§ Written request: In the speech excerpt on the economy and education below, how many new jobs does the speaker say the economy has produced?

[start of Excerpted passage]

Our economy, while most of the rest of the world was in recession, has produced 8 1/2 million new jobs, the lowest combined rates of inflation, unemployment, and home mortgages in three decades, the lowest deficit as a percentage of our income of any advanced economy in the world, 3.7 million more American homeowners, and record numbers of new small businesses in each of the last 3 years.

We are doing well, but we must do better if we are going to make the promise of this new age real to all Americans. That means we have to grow faster. How fast can we grow? No one knows the exact answer to that. But if we look at the long term, if we believe in our people and invest in them and their opportunities and our people take responsibility, the sky is the limit.

We must look with the greatest skepticism toward those who promise easy and quick solutions. We know that the course that leads to long-term growth is in the minds and spirits and ideas and discipline and effort of people like those of you who graduate here today. We are on the right course; we must accelerate it, not veer from it.

We have to finish the job we started in 1993 and balance the budget, not only because we want to free you and your children of the legacy of debt but because that will keep interest rates down, increase savings, expand companies, start new small businesses, help more families buy homes and more parents send their children to college.

We know we have to continue to fight for fair and open trade because we proved now if other markets are as open to our products and services as we are to theirs, we'll do just fine. We know we have to do more to help all Americans deal with the economic changes of the present day in a more positive way by investing in the future and targeting tax cuts to help Americans deal with their own problems and build strong families. We know we have to continue to invest in the things that a Government needs to invest in, including research and development and technology and environmental protection. We know that since so many people will have to change jobs more often than in the past, we have to give families the security to know if they change jobs they can still carry with them access to health care and pensions and education for a lifetime.

But finally and most importantly, if we really want Americans—all Americans—to participate in the future that is now at your fingertips, we have got to increase the quality and the level of education not just for the graduates of Princeton and Georgetown and Yale and the State universities of this country but for all the American people. It is the only way to achieve that goal.

The very fact that we have been here—or our forebears have—for 250 years is testimony to the elemental truth that education has always been important to individual Americans. And for quite a long time, education has been quite important to our whole country. Fifty years ago when the class of '46 was here, coming in after World War II, the GI bill helped to build a great American middle class and a great American economy. But today, more than ever before in the history of the United States, education is the faultline, the great Continental Divide between those who will prosper and those who will not in the new economy.

If you look at the census data, you can see what happens to hard-working people who have a high school diploma or who drop out of high school and try to keep up in the job market but fall further and further behind. You can also see that if all Americans have access to education, it is no longer a faultline, it is a sturdy bridge that will lead us all together from the old economy to the new.

Now, we have to work to give every American that kind of opportunity. And we've worked hard to do it, from increasing preschool opportunities, to improving the public school years, to increasing technology in our schools. And this spring the Vice President and I helped to kick off a NetDay in California where schools and businesses and civic leaders hooked up nearly 50 percent of the schools to the Internet in a single weekend. What I want to see is every schoolroom and every library in every school in America hooked up to the Internet by the end of the year 2000. We can do that.

[end of Excerpted passage]
[start of Supplied material]

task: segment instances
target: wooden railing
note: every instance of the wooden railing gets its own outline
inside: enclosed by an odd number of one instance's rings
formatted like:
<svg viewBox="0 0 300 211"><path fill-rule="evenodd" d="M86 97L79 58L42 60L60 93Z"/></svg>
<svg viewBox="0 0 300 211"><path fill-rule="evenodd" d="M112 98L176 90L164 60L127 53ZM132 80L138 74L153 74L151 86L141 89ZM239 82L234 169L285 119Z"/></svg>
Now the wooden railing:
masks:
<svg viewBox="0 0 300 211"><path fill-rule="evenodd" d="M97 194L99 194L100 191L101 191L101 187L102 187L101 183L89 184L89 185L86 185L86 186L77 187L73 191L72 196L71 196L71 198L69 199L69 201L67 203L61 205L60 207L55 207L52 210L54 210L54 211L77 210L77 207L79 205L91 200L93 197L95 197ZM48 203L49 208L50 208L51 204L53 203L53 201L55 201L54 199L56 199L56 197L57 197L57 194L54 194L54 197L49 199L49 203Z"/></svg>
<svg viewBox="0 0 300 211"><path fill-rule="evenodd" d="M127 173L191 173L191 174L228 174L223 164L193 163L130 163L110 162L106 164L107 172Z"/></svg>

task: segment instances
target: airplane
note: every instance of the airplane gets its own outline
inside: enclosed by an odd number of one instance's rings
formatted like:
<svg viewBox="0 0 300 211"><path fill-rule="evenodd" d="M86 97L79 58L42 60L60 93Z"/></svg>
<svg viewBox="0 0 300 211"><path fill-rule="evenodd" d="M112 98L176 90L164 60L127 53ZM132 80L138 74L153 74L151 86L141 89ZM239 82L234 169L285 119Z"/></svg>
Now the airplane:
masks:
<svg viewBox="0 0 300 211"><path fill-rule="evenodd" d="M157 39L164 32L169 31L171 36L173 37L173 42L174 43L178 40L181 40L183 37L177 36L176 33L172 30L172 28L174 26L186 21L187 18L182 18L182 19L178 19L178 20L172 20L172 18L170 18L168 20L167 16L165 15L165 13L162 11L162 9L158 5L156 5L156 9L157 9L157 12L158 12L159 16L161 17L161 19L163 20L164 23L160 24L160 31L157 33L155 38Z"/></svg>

[end of Supplied material]

§ Reply: 8 1/2 million new jobs.